* **TASK TO CARRY OUT**:
Revise the items from their start through the line containing "point(1249, 637)", putting "dish edge" everywhere "plate rim" appears and changing nothing else. Give back only those lines, without the pictures.

begin

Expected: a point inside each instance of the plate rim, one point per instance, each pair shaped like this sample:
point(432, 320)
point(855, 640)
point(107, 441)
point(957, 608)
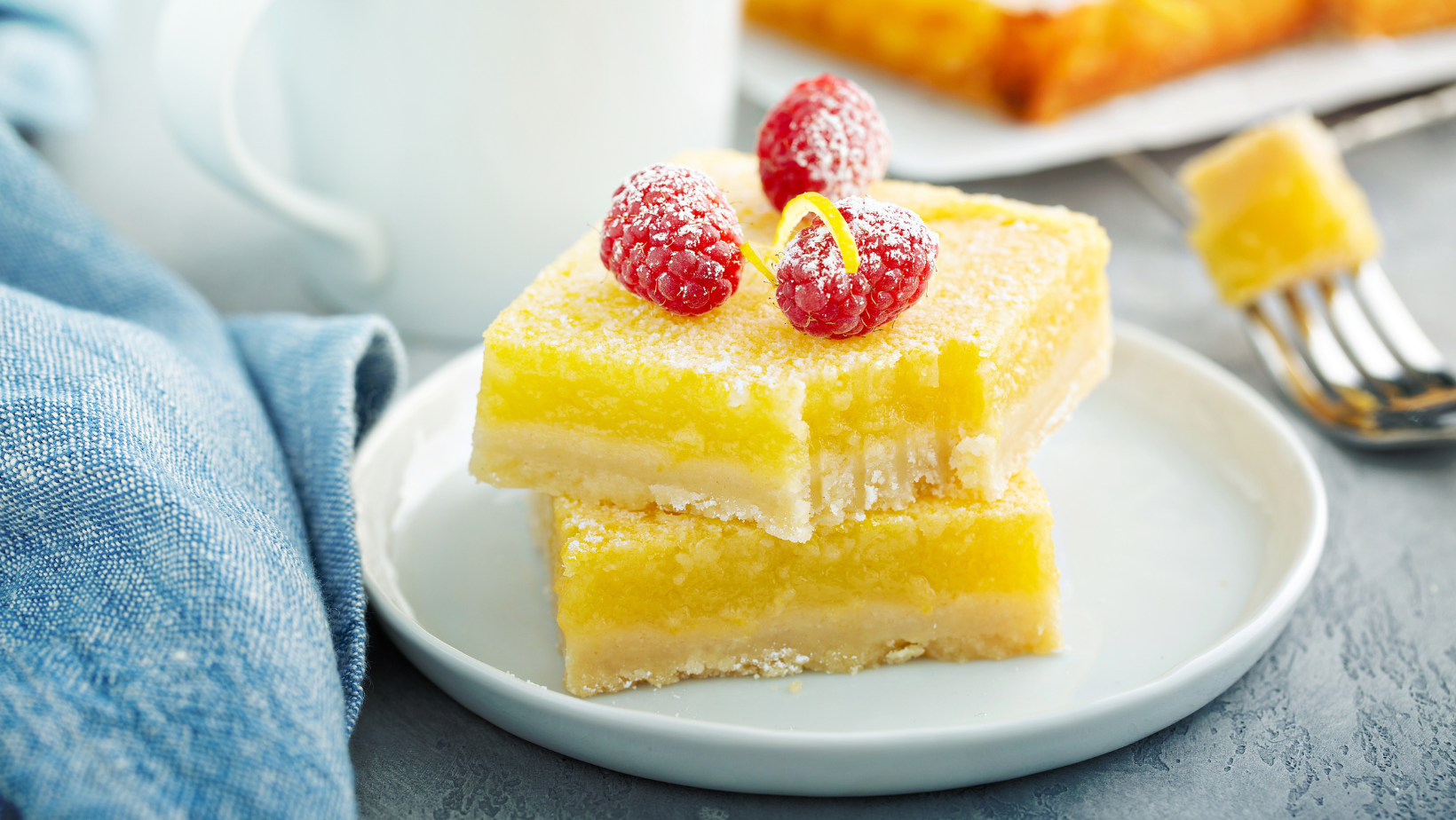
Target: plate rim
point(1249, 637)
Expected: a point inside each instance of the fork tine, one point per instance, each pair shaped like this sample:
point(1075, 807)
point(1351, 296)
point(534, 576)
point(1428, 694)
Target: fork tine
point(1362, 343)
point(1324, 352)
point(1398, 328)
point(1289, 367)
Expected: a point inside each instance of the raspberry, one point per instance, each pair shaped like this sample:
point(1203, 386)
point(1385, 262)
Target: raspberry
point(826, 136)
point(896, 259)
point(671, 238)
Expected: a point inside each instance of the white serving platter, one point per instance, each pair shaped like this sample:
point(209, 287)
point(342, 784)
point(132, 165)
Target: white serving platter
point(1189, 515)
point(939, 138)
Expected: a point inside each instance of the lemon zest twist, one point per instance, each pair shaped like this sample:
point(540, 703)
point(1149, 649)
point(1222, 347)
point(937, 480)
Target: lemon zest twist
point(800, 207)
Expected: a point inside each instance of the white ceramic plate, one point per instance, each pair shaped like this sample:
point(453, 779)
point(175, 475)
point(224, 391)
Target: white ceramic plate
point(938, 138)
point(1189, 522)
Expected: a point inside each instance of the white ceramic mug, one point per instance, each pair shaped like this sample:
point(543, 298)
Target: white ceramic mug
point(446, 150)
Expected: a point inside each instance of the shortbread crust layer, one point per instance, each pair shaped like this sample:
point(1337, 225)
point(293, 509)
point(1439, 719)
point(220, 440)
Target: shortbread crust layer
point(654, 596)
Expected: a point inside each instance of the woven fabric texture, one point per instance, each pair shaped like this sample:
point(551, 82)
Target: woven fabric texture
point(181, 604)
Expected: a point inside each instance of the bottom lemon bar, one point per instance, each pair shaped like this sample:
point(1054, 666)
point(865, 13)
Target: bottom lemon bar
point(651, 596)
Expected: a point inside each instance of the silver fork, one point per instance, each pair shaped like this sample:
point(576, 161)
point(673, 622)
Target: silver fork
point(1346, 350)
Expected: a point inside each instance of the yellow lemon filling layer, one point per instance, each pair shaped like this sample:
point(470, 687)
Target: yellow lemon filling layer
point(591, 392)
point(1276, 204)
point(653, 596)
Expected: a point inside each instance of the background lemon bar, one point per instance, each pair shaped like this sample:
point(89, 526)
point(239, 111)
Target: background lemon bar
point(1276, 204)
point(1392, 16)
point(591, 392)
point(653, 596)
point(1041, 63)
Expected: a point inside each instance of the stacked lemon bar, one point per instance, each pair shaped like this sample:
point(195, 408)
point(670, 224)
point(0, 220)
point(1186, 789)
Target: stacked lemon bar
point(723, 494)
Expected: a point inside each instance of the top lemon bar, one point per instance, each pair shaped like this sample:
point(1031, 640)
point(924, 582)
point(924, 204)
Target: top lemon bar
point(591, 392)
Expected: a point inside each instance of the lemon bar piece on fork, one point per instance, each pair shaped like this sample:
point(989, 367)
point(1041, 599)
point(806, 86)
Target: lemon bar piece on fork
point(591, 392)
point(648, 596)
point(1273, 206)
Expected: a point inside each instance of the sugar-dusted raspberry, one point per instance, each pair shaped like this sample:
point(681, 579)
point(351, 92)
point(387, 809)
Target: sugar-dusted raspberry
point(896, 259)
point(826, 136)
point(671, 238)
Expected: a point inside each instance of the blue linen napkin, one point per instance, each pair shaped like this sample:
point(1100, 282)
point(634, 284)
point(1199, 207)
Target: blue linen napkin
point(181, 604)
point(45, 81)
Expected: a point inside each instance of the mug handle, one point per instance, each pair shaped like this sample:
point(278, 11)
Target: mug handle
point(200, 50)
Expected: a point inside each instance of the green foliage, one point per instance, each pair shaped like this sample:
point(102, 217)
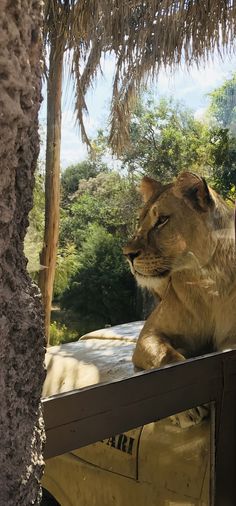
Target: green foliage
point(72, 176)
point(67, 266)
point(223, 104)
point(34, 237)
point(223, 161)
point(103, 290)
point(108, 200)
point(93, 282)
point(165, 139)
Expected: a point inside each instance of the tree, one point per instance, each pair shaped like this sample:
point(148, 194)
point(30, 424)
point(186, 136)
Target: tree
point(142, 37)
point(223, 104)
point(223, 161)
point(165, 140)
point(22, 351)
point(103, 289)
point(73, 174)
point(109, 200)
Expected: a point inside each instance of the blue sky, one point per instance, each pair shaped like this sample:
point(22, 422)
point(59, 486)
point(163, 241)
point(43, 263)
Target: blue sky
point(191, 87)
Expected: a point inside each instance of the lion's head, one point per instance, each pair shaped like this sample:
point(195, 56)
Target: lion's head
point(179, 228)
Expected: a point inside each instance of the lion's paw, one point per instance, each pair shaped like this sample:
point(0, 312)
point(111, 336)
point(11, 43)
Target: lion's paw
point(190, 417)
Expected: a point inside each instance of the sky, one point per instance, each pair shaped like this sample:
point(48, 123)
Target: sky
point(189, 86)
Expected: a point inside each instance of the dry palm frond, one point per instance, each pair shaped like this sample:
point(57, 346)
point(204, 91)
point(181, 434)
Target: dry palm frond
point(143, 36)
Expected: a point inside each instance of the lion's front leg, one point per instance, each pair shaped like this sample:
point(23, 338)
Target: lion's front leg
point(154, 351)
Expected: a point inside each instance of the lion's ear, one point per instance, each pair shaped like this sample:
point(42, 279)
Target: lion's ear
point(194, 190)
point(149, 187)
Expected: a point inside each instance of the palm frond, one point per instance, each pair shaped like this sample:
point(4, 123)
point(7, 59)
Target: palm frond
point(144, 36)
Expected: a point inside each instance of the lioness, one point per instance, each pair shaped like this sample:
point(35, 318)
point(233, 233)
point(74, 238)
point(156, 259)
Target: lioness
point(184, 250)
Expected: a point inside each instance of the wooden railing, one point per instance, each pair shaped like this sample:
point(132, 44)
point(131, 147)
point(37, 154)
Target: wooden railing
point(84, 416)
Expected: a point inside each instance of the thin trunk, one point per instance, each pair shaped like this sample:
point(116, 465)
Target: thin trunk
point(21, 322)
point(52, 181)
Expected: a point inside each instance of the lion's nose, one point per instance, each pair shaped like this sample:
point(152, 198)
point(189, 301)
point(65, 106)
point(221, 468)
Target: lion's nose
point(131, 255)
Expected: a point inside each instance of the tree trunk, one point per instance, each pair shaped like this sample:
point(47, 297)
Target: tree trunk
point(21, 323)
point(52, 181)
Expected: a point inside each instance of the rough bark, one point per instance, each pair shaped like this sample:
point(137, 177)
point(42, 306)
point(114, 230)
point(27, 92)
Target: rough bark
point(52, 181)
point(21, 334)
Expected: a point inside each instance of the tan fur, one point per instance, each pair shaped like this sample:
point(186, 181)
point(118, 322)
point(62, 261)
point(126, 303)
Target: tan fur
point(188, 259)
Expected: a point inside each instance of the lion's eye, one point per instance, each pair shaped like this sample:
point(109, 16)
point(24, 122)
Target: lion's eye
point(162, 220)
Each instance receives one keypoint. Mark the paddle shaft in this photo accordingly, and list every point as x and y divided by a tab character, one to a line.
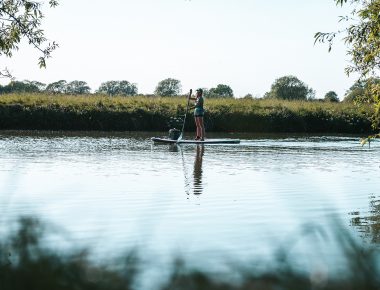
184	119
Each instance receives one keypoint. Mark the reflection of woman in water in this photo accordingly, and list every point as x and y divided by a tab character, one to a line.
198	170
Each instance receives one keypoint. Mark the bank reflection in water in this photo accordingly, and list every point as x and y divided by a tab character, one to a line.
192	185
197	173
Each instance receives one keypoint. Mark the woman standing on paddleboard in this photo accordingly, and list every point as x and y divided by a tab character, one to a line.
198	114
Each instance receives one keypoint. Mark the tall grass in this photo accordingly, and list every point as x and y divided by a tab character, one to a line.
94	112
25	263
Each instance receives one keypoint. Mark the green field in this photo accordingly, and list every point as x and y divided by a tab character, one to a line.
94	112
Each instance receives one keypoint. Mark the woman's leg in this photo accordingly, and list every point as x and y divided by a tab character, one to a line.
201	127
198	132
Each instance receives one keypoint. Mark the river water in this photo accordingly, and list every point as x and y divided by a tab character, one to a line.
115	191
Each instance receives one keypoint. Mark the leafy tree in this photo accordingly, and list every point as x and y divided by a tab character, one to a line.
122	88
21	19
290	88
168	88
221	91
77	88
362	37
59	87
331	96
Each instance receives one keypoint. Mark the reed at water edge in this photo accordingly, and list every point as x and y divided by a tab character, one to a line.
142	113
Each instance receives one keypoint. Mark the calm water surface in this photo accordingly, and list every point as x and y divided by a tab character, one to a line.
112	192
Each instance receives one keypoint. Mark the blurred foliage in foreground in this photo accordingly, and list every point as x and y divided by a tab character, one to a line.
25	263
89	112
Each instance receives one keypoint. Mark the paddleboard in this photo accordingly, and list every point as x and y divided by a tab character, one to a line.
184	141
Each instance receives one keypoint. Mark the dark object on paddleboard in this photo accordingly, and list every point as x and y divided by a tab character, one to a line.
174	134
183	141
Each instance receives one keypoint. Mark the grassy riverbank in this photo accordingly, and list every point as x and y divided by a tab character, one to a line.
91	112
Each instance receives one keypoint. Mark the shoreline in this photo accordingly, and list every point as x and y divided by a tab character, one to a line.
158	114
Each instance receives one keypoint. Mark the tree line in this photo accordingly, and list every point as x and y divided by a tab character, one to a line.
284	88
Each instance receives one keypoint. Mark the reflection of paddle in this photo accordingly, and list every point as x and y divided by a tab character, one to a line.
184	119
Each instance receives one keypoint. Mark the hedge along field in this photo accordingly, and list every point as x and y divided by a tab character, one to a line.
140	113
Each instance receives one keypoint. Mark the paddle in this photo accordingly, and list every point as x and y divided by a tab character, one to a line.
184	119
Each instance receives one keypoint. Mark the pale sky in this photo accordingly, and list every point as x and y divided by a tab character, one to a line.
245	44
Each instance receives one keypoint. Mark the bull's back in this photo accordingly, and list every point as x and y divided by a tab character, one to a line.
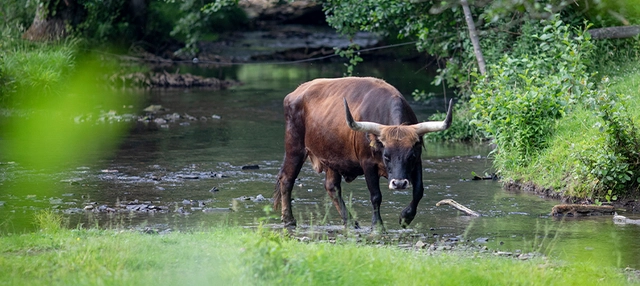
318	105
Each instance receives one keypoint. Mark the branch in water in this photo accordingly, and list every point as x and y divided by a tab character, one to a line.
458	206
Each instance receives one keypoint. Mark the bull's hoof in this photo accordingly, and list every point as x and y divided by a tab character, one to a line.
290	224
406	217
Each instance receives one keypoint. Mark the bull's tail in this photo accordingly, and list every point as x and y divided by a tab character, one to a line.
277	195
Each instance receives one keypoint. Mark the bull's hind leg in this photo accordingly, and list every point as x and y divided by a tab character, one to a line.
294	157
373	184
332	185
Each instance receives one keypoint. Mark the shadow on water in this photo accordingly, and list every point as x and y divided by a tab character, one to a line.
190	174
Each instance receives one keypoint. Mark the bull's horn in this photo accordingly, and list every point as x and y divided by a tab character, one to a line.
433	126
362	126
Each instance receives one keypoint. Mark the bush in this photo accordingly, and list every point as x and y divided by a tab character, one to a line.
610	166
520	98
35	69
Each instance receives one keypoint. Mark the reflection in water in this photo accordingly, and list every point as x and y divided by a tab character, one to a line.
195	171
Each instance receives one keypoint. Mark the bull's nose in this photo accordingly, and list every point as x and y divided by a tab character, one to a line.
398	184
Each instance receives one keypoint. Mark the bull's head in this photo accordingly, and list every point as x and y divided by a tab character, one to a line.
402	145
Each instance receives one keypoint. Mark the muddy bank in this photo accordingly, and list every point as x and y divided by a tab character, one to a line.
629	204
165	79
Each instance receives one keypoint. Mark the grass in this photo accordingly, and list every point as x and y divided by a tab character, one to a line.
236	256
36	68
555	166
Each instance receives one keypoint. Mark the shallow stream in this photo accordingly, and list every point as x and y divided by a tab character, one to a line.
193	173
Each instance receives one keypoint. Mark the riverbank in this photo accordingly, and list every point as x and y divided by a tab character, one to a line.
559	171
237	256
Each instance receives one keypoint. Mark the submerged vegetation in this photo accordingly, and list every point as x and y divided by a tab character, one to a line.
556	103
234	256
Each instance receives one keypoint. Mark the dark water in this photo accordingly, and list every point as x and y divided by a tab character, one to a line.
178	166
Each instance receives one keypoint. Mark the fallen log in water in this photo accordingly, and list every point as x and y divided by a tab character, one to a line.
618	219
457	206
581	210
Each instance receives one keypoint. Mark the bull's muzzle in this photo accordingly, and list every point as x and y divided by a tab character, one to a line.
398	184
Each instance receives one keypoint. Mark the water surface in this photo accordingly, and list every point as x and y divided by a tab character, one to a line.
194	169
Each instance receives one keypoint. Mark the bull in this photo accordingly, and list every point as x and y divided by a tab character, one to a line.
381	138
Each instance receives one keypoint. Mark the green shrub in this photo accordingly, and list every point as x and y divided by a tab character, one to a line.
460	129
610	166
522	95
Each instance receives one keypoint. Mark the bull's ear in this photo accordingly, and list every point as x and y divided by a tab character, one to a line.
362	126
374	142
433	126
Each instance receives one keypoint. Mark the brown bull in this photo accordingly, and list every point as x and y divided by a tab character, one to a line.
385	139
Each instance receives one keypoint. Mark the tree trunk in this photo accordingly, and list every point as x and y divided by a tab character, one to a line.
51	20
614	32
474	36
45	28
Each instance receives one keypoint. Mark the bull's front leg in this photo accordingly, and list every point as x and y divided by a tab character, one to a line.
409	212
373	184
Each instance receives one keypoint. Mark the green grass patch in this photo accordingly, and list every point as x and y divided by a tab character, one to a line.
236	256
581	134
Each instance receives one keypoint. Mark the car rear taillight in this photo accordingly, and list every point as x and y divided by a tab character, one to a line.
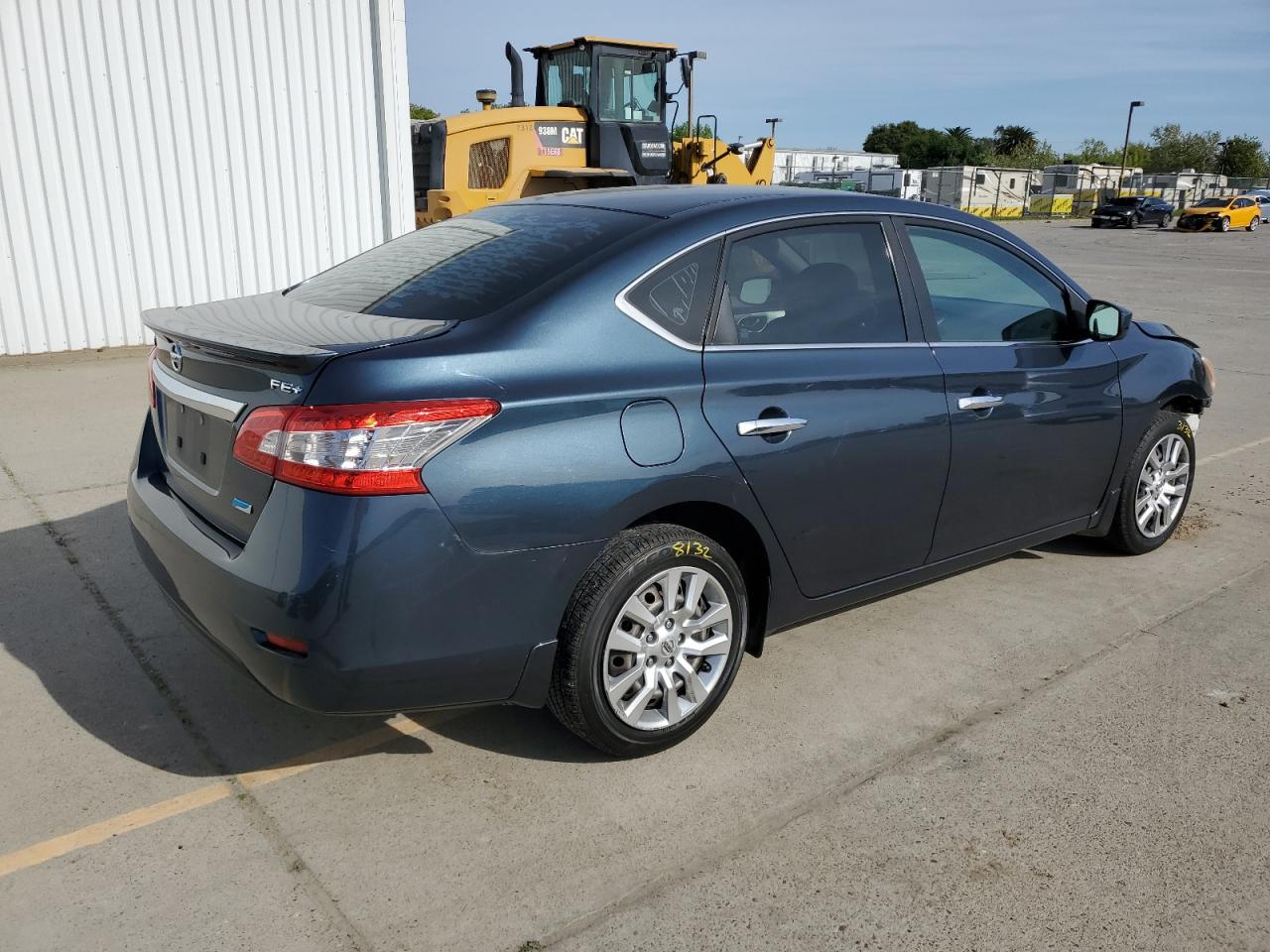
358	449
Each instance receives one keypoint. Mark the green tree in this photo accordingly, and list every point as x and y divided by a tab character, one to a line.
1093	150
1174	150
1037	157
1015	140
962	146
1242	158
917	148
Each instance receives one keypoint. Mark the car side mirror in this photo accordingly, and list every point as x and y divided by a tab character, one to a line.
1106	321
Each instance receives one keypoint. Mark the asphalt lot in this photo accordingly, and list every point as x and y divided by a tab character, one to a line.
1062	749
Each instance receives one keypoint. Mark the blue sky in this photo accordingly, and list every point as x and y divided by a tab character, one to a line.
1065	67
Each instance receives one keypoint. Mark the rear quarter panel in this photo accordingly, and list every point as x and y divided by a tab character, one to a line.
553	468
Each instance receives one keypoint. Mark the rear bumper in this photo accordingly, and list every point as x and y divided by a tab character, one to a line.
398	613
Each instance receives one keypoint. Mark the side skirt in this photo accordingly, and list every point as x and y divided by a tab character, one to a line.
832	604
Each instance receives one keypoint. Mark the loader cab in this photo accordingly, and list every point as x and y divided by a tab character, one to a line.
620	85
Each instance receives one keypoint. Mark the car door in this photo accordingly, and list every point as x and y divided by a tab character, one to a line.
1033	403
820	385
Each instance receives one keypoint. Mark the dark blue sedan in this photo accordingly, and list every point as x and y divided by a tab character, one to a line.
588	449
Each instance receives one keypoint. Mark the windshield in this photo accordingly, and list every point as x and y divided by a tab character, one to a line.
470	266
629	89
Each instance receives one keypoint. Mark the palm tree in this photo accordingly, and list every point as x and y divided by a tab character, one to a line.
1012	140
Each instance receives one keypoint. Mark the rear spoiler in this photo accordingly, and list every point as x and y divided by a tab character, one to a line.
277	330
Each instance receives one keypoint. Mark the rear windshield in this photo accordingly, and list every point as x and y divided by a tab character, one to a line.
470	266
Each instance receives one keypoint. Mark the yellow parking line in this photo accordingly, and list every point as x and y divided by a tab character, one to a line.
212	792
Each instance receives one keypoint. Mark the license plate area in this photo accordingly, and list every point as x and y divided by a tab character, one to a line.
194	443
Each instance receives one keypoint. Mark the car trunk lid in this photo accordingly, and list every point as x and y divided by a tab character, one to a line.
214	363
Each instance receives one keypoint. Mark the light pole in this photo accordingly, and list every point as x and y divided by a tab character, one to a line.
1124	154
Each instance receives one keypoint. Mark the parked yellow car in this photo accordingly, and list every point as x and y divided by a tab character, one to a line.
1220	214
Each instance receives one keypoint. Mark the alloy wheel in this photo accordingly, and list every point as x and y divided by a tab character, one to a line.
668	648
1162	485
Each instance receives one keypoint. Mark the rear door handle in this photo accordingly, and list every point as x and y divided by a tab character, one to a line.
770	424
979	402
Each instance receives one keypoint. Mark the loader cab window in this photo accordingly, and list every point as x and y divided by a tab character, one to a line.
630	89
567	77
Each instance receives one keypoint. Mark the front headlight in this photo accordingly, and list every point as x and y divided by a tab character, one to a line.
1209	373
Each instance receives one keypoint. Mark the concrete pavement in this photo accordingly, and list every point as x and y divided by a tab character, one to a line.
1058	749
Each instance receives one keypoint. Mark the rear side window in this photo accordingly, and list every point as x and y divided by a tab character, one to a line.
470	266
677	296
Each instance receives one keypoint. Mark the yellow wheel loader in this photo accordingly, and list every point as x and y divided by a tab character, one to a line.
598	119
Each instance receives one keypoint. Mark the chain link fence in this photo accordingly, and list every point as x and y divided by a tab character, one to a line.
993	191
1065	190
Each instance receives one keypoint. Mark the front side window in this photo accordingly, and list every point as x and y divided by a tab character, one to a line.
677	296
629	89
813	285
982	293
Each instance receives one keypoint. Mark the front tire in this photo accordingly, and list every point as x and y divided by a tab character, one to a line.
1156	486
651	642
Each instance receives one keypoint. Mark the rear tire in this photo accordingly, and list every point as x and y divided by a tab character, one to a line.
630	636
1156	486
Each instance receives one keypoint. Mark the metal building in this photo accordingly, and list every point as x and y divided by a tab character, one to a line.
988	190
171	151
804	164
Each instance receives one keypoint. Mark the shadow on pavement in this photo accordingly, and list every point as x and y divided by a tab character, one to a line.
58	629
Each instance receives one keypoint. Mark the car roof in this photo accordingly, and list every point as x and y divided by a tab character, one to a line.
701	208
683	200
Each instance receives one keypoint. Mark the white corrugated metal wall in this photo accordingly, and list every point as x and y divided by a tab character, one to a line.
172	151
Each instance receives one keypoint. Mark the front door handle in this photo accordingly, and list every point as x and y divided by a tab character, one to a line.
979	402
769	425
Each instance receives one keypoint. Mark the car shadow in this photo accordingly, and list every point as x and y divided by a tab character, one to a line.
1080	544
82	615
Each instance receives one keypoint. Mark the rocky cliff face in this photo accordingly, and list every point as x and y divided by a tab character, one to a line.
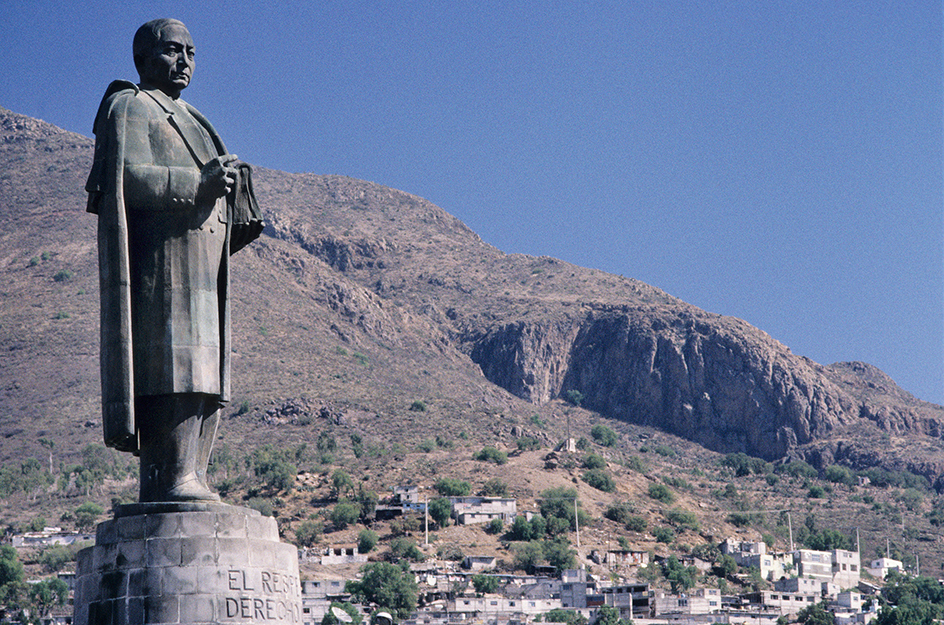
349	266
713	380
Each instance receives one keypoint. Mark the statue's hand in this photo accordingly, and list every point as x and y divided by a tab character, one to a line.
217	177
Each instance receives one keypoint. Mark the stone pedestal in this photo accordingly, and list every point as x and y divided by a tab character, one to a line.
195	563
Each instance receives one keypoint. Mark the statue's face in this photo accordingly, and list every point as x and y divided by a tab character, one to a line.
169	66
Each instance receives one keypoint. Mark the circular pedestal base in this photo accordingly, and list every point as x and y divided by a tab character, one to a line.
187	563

end

* **OUTPUT**:
Expected: a point inside each instance of the dish edge, one point per instance, each pair shaped like this sample:
point(432, 320)
point(855, 640)
point(107, 441)
point(957, 608)
Target: dish edge
point(1249, 637)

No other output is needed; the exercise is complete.